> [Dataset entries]

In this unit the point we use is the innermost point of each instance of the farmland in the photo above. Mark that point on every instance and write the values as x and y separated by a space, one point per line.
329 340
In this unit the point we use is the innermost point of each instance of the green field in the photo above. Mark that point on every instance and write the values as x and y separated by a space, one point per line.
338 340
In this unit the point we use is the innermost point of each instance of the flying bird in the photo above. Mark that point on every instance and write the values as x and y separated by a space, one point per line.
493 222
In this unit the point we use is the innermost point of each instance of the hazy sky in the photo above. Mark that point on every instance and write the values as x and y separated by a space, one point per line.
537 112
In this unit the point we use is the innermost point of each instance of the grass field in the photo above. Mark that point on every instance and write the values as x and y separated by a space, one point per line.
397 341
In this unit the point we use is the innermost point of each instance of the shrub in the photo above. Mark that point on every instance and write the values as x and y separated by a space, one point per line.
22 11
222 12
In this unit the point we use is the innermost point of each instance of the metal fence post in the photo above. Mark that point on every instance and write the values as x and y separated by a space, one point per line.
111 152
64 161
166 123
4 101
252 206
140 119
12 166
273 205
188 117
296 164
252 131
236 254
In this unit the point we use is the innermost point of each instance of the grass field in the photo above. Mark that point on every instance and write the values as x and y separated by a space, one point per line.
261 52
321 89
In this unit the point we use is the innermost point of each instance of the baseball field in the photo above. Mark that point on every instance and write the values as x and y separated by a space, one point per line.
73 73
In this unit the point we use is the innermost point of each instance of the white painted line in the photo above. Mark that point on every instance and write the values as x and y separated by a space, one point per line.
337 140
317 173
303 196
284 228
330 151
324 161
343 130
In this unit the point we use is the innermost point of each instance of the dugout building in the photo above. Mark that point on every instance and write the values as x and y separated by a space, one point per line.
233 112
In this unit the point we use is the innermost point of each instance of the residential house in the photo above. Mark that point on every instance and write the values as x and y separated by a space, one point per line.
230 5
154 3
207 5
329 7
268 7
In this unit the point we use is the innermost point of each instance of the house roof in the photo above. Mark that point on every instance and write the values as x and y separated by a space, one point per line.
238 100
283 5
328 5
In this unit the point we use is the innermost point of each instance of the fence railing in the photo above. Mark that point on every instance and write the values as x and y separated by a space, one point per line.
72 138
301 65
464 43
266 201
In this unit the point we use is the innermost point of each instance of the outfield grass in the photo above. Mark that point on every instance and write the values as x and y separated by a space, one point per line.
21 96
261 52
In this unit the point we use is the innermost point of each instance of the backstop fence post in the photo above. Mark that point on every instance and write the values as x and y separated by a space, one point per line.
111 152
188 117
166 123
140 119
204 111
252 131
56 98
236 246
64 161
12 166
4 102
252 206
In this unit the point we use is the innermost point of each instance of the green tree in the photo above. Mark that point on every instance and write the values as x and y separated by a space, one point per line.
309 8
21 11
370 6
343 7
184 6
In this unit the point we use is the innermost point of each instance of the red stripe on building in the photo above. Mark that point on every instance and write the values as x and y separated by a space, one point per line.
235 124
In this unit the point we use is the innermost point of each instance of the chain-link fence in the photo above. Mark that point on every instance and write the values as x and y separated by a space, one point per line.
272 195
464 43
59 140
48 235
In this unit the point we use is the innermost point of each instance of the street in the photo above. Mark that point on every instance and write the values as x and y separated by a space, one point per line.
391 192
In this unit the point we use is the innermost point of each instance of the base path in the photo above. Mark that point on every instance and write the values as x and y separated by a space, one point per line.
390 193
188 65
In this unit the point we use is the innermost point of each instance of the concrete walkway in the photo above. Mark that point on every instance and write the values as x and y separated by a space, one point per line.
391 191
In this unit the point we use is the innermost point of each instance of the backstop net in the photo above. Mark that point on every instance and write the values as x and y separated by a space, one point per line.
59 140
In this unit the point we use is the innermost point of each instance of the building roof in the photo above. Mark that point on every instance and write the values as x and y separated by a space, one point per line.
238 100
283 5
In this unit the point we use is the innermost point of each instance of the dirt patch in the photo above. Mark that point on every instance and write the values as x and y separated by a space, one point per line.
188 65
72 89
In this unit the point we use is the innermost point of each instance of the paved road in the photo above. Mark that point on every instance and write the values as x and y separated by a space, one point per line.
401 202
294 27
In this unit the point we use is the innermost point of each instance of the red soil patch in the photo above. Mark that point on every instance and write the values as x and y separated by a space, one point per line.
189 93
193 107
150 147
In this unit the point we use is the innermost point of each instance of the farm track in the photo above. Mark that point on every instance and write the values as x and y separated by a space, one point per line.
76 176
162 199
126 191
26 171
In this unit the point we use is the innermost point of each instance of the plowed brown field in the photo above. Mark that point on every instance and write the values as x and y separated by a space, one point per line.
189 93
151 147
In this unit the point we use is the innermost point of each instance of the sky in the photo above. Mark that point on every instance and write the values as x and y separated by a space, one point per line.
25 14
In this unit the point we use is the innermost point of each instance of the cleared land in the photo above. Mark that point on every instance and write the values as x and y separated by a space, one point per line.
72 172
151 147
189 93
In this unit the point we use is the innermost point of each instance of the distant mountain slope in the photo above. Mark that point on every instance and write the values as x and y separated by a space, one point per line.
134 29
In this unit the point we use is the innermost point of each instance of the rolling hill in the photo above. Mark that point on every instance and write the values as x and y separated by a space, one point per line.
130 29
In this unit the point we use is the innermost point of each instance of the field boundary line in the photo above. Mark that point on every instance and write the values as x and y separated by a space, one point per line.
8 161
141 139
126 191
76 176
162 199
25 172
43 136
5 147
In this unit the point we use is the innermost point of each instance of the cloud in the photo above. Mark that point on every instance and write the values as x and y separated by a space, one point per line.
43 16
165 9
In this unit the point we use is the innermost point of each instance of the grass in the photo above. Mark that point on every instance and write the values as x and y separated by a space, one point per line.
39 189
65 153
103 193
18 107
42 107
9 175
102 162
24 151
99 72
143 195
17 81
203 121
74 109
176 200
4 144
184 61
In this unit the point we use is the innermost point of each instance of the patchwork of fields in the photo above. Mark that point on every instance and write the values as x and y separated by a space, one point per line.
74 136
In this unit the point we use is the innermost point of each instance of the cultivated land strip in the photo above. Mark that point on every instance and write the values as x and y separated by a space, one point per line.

> [Task objective] Retype all the data. Nothing may be left out or altered.

> [Output of the exercise]
In this unit the point we use is the innermost point of each instance of the farmland in the photo above. Mark that point on every instance and write the values as x and y separated by a space, one point per line.
329 340
In this unit the point we use is the innermost point of each instance of the green field in the photo above. Mark that point on every instance and write the values as x and y separated by a space, one point per line.
338 340
In this unit the point we use is the innermost point of each instance of the flying bird in the photo above. Mark that point on every instance and write the values as x and y separated by a space, one point per line.
493 222
In this unit the point we use is the innermost point of each instance of the hazy sky in the photo above. Mark that point on every instance and write the values as x and y separated by a space, one point per line.
537 112
In this unit the point we use is the innermost point of each instance of the grass field in the photo above. Mark that point on every instance and write the values as x and y separated by a space, one point per line.
397 341
In this unit the point we use is the innermost point of each instance of the shrub in the photo above. Mark that point on every instance and write the values as x and y separated by a space, one point per line.
22 11
222 12
In this unit the point we use is the innermost point of each instance of the metal fence post in the photo above. Mark that point on every instance and write the values as x and y separated by a space, one point per line.
111 152
64 161
166 123
4 101
252 206
140 119
12 166
273 205
188 117
296 164
252 131
236 254
In this unit the point we use is the innermost point of each instance of the grass field in the photo above. Mark that point on every instance and write the values as x and y separated by a space, one point per line.
261 52
321 89
In this unit the point we use is the innermost point of each instance of the baseball field in the photo above. Mark that point on every instance and write the values as x and y separated by a space, one point per line.
73 73
In this unit the point we use is the innermost point of each instance of the white painted line in the photo above. Mark that point on every instance and write the values as x and y separated by a space, one point per line.
337 140
317 173
303 196
284 228
330 151
324 161
343 130
In this unit the point we use is the innermost point of each instance of the dugout building in the photo above. Mark that point on every instance and write the values as x and y separated by a space, one point per line.
233 112
In this unit the point we use is the innermost point of each instance of the residential house in the photo above. Mark that point on every instance and write the values as x and y separated by a space, one point per line.
230 5
154 3
207 5
329 7
268 7
In this unit the point we use is the innermost point of each instance of the house roof in the photo above. Mark that point on every instance and write the values as x and y separated by a space, one point per line.
238 100
283 5
328 5
In this unit the point we use is the innermost point of each instance of the fence railing in the photo above. Mark that point on every instance and write the values as x and y separated by a space, one point per line.
72 138
301 65
464 43
266 201
In this unit the point we use is the innermost point of each instance of the outfield grass in the photo above. Mark that point on every instance and write the values as x and y separated by a space, one point per line.
21 96
261 52
In this unit the point we use is the innermost point of each instance of the backstop fence post in the photo above. Mark that point on every instance and write the values as x and y separated by a space, one point per line.
111 152
188 117
166 123
140 119
204 111
252 131
56 98
236 246
64 161
12 166
4 102
252 206
In this unit the point we use is the innermost point of each instance of the green tree in the photo above. Mark that point on every instance and write the values as x and y separated by a space, one point per line.
309 8
21 11
370 6
343 7
184 6
In this unit the point we use is the innermost point of each instance of the red stripe on building in the photo above. Mark that point on every instance and write the values as x and y separated by a space, one point per line.
235 124
In this unit the point we use is the innermost point of each instance of the chain-link fence in the photo above. Mark that point on every instance and write the values as x and y separated by a space, one point per line.
272 195
464 43
59 140
48 235
In this unit the point we use is the innermost point of each instance of the street in the photo above. Mark that point on every instance and write the values as x and y separated by a space, one point per line.
391 192
In this unit the point we use is the innermost point of each instance of the base path in the photo above. Mark that point on every instance and write the values as x and y separated by a space, one point per line.
390 193
188 65
In this unit the point we use is the innermost point of each instance of the concrete walkway in the photo above. Mark that point on every instance and write the values as x and y separated by a space, one point per line.
391 191
In this unit the point we use is the innermost point of each instance of the backstop net in the photo above. Mark that point on every instance and write the values as x and y separated by a space, one point per line.
59 140
In this unit the point we use is the innermost point of each instance of the building roof in the photo above. Mark that point on every instance and write the values as x and y separated by a space, one point per line.
238 100
283 5
In this unit the point we use is the innermost point of each instance of the dirt patch in the photo above. Mark that point on every instance and write the values as x and y separated by a space, one point per line.
188 65
72 89
In this unit the point we use is the innermost point of each instance of the paved road in the photo above. Mark that point on every instance and write the values as x and y separated by a space, one point per line.
401 202
294 27
In this unit the point we use is the innermost point of each instance of the red soil patch in the photo above. Mark that point on every instance and write the values as x and y separated by a space, one point per line.
189 93
193 107
150 147
In this unit the point we use is the innermost point of each instance of the farm track in the photo above. Mark that point on every instance and write the values as x and y separated by a space, one point per line.
76 176
162 199
126 191
26 171
In this unit the point we use is the innermost point of each instance of the plowed brown field in the photo above. Mark that point on every instance and write the values as x and y separated by a space, one point per line.
189 93
151 147
In this unit the point we use is the innermost point of each instance of the sky in the photo above. Mark that point on every instance and write the values as x and y separated by a space, one point per line.
25 14
In this unit the point we use is the innermost point of each instance of the cleared land in the photo above. Mark that point on every instance and write the values as x and y separated by a space, one point per line.
72 172
151 147
189 93
In this unit the point we use is the innermost point of each instance of the distant mountain slope in the photo above. Mark that point on every instance and write the values as x and y separated by a space, one point per line.
134 29
In this unit the point we use is the innermost point of each instance of the rolling hill in the photo above. Mark that point on every instance and write the values as x and y separated by a space, one point per line.
130 29
In this unit the point we use is the innermost point of each instance of the field boundary line in the photo above. Mark that point on every instance and write the values as x and y separated by a space, one point per line.
8 161
141 139
126 191
76 176
162 199
25 172
43 136
5 147
In this unit the point we use is the innermost point of each instance of the cloud in the photo above. Mark that point on every instance and write the values as x and y separated by a space, one point per line.
43 16
165 9
In this unit the point we use is the innermost point of each instance of the grass in the photo above. Mark that point on every instance and write the values as x and y separated by a space, one point per line.
39 189
65 153
103 193
18 107
42 107
9 175
102 162
24 151
99 72
143 195
17 81
203 121
74 109
176 200
4 144
184 61
In this unit the point we use is the innermost point of each instance of the patchwork of fields in the photo above. Mark that point on every instance and write the values as x and y separated by a space, one point per line.
74 136
In this unit the point we use is the innermost point of each instance of the cultivated land strip in the photo above. Mark that point on every instance and write the values as x and y separated by a space, one point per line.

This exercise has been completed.